[논문 정리] Center-based 3D Object Detection and Tracking

728x90

개인 생각

2D object detection에서 쓰이던 기술들이 대거 3D에서도 쓰이는 것 같다.

이름만 봐도 2D에 사용됐었던 모델이 보인다.

제시된 CenterPoint는 3D만의 방법을 찾아내는 과도기에 있는 것 같다는 생각이 들었다.

Abstract

문제
- 3차원 세계의 객체들은 특별한 방향을 갖지 않음
- Box-based detector 들은 axis-aligned bounding box를 rotated object들로 fitting하는걸 어려워함

해결
- 3차원 객체들을 point의 형태로 표현하고, detect하고 track
- 3d object tracking을 greedy closest-point matching 문제로 단순화

Introduction

잘 알려진 2D detection problem과 point-cloud에 대한 3D detection은 몇가지 challenge들이 있다.

— 항목 —
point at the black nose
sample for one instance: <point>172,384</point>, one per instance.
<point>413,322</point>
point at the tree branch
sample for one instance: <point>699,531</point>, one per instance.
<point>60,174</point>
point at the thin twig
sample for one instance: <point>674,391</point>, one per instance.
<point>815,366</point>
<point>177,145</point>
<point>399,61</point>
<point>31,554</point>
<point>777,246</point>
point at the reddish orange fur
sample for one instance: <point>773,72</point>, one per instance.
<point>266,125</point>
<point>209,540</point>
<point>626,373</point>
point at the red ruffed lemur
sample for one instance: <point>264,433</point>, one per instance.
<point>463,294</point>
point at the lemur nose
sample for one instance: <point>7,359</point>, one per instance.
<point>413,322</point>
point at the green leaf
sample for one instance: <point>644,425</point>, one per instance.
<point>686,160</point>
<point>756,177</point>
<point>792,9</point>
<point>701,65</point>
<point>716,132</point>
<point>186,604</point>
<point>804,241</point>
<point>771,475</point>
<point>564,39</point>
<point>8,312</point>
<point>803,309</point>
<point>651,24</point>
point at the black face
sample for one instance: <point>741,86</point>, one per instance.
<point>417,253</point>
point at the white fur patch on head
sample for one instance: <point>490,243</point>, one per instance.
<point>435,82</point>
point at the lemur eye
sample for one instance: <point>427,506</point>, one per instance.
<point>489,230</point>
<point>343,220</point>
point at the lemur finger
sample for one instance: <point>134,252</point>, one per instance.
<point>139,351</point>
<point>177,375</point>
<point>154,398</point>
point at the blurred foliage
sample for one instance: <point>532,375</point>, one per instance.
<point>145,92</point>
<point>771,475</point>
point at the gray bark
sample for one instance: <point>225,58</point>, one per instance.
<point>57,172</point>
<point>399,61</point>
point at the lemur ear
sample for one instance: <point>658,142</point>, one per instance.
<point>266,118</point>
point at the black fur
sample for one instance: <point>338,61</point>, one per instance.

— 과제 —
위에 실린 발췌문을 처음부터 끝까지 한 글자도 바꾸지 말고 그대로 옮겨 쓰세요.

— 과제 답안 —
[논문 정리] Center-based 3D Object Detection and Tracking

728x90

개인 생각

2D object detection에서 쓰이던 기술들이 대거 3D에서도 쓰이는 것 같다.

이름만 봐도 2D에 사용됐었던 모델이 보인다.

제시된 CenterPoint는 3D만의 방법을 찾아내는 과도기에 있는 것 같다는 생각이 들었다.

Abstract

문제
- 3차원 세계의 객체들은 특별한 방향을 갖지 않음
- Box-based detector 들은 axis-aligned bounding box를 rotated object들로 fitting하는걸 어려워함

해결
- 3차원 객체들을 point의 형태로 표현하고, detect하고 track
- 3d object tracking을 greedy closest-point matching 문제로 단순화

Introduction

잘 알려진 2D detection problem과 point-cloud에 대한 3D detection은 몇가지 challenge들이 있다.